*WHAT IS REQUIRED*: All entries are to be retyped without alteration.

[EXERCISE INPUTS — start]

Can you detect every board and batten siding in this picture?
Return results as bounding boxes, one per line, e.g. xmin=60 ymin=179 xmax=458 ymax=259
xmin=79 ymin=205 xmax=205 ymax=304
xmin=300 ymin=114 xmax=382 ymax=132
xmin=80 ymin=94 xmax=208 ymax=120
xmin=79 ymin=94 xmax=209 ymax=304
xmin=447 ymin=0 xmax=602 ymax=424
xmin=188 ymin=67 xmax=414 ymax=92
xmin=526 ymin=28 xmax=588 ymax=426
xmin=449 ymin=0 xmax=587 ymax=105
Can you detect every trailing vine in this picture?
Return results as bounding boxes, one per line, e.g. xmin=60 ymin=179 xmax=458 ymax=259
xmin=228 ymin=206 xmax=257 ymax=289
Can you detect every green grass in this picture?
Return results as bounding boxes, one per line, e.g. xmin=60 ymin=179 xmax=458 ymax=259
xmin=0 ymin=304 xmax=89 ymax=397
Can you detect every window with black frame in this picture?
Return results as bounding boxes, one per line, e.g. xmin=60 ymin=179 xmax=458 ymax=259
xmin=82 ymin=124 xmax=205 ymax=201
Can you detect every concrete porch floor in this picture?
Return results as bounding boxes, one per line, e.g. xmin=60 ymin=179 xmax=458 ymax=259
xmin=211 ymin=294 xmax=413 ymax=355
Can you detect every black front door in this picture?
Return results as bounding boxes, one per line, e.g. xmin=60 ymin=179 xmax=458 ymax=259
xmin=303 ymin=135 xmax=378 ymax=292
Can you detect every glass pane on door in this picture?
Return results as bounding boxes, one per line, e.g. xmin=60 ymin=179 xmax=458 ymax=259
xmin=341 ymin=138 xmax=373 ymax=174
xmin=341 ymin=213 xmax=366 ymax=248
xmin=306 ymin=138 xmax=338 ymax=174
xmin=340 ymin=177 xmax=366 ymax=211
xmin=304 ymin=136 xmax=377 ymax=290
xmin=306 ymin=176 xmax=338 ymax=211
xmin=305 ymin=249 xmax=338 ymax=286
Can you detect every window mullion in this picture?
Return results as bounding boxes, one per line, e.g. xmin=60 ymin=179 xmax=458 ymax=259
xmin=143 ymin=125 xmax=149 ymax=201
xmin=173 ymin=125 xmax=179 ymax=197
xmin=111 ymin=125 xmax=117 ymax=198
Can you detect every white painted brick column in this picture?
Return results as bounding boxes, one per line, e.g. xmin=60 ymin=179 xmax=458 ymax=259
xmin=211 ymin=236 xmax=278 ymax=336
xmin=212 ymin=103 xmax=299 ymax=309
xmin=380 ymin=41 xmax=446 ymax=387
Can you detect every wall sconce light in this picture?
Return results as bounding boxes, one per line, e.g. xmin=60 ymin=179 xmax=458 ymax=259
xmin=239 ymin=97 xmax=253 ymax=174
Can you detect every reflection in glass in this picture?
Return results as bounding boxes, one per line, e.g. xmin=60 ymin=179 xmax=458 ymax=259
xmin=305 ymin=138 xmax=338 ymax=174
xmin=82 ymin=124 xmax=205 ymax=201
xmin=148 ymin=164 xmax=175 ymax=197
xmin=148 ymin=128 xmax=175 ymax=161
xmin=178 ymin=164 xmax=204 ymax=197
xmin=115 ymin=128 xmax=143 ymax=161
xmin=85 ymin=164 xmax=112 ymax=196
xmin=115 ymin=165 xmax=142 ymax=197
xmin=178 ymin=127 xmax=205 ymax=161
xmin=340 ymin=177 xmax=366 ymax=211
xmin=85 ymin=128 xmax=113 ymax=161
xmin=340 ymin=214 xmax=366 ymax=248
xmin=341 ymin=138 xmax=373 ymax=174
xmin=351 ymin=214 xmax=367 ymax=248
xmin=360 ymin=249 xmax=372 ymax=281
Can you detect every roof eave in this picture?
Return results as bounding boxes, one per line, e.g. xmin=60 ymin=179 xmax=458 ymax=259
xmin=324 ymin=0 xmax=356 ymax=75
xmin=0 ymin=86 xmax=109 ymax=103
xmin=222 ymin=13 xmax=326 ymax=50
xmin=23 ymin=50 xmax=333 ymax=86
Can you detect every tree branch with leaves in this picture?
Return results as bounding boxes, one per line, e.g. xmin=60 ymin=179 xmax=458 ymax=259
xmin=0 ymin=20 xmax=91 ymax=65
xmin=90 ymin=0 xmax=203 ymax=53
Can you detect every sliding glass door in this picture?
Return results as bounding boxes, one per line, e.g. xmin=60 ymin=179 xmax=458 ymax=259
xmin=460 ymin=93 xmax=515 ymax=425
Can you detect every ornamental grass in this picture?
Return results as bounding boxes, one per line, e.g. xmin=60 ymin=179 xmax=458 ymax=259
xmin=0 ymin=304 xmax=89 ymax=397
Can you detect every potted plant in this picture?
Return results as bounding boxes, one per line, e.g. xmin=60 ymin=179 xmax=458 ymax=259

[EXERCISE INPUTS — finish]

*OUTPUT*:
Can you detect every board and batten siding in this picture?
Return results as bounding boxes, one per line, e.g. xmin=60 ymin=179 xmax=458 ymax=259
xmin=79 ymin=205 xmax=205 ymax=304
xmin=300 ymin=114 xmax=382 ymax=132
xmin=80 ymin=94 xmax=208 ymax=120
xmin=79 ymin=94 xmax=209 ymax=304
xmin=447 ymin=0 xmax=602 ymax=424
xmin=188 ymin=67 xmax=414 ymax=92
xmin=526 ymin=28 xmax=588 ymax=426
xmin=449 ymin=0 xmax=587 ymax=105
Can you detect every trailing vine in this picture?
Return results as bounding boxes, one per line, e.g. xmin=60 ymin=179 xmax=458 ymax=259
xmin=228 ymin=206 xmax=257 ymax=289
Can you detect every green grass in this picture?
Return results as bounding boxes, one per line, e.g. xmin=60 ymin=179 xmax=458 ymax=259
xmin=0 ymin=304 xmax=89 ymax=397
Can you detect every window with black frame in this picture?
Return results as bounding boxes, one per line, e.g. xmin=60 ymin=179 xmax=458 ymax=259
xmin=82 ymin=124 xmax=205 ymax=201
Can you detect every concrete porch floor in this picture?
Return results as bounding boxes, one per line, e.g. xmin=60 ymin=179 xmax=458 ymax=259
xmin=211 ymin=294 xmax=413 ymax=355
Can you detect every black front door in this picture?
Return results as bounding boxes, one per line, e.g. xmin=60 ymin=179 xmax=458 ymax=259
xmin=303 ymin=135 xmax=378 ymax=292
Can you detect every glass pane on door in this picture?
Return results as bounding boxes, one per line, e.g. xmin=60 ymin=179 xmax=458 ymax=259
xmin=341 ymin=138 xmax=373 ymax=174
xmin=341 ymin=213 xmax=366 ymax=248
xmin=306 ymin=138 xmax=338 ymax=174
xmin=340 ymin=177 xmax=366 ymax=211
xmin=304 ymin=136 xmax=377 ymax=290
xmin=306 ymin=176 xmax=338 ymax=211
xmin=305 ymin=249 xmax=338 ymax=286
Can you detect every window mullion in this picture?
Return results as bounding boxes, one per line, e.g. xmin=60 ymin=179 xmax=458 ymax=259
xmin=143 ymin=125 xmax=149 ymax=201
xmin=173 ymin=125 xmax=179 ymax=197
xmin=111 ymin=125 xmax=117 ymax=198
Can you detect every white painted brick column in this picture?
Return results as bounding boxes, one per line, e.g. xmin=60 ymin=179 xmax=458 ymax=259
xmin=211 ymin=236 xmax=278 ymax=336
xmin=212 ymin=103 xmax=299 ymax=309
xmin=380 ymin=41 xmax=446 ymax=387
Can you detect every wall sconce light in this picture?
Return results as bounding boxes, one per line, e.g. xmin=60 ymin=179 xmax=458 ymax=259
xmin=239 ymin=97 xmax=253 ymax=174
Can you detect every reflection in glass in this picture?
Return results as bounding boxes, one per line, e.g. xmin=60 ymin=179 xmax=458 ymax=259
xmin=305 ymin=138 xmax=338 ymax=174
xmin=82 ymin=124 xmax=205 ymax=201
xmin=148 ymin=164 xmax=175 ymax=197
xmin=148 ymin=128 xmax=175 ymax=161
xmin=178 ymin=164 xmax=204 ymax=197
xmin=115 ymin=128 xmax=143 ymax=161
xmin=85 ymin=164 xmax=112 ymax=196
xmin=115 ymin=165 xmax=142 ymax=197
xmin=178 ymin=127 xmax=205 ymax=161
xmin=340 ymin=177 xmax=366 ymax=211
xmin=85 ymin=128 xmax=113 ymax=161
xmin=340 ymin=214 xmax=366 ymax=248
xmin=341 ymin=138 xmax=373 ymax=174
xmin=351 ymin=214 xmax=367 ymax=248
xmin=360 ymin=249 xmax=372 ymax=281
Can you detect every roof eave in this picture?
Return results as bounding boxes, one per line, e.g. xmin=60 ymin=179 xmax=458 ymax=259
xmin=324 ymin=0 xmax=356 ymax=75
xmin=0 ymin=86 xmax=109 ymax=103
xmin=222 ymin=13 xmax=326 ymax=50
xmin=23 ymin=50 xmax=333 ymax=86
Can you detect every tree branch with leaves in this picture?
Return results as bounding boxes, one per line, e.g. xmin=60 ymin=179 xmax=458 ymax=259
xmin=0 ymin=20 xmax=91 ymax=65
xmin=90 ymin=0 xmax=203 ymax=53
Can you detect every sliding glass door in this picture?
Return results as bounding boxes, one per line, e.g. xmin=60 ymin=179 xmax=458 ymax=259
xmin=460 ymin=93 xmax=515 ymax=425
Can you detect every ornamental grass in this picture?
Return results as bounding boxes, one per line, e.g. xmin=60 ymin=179 xmax=458 ymax=259
xmin=0 ymin=304 xmax=89 ymax=397
Can you detect every potted plant in this picture?
Return results as bounding boxes, one per line, e.g. xmin=60 ymin=179 xmax=458 ymax=259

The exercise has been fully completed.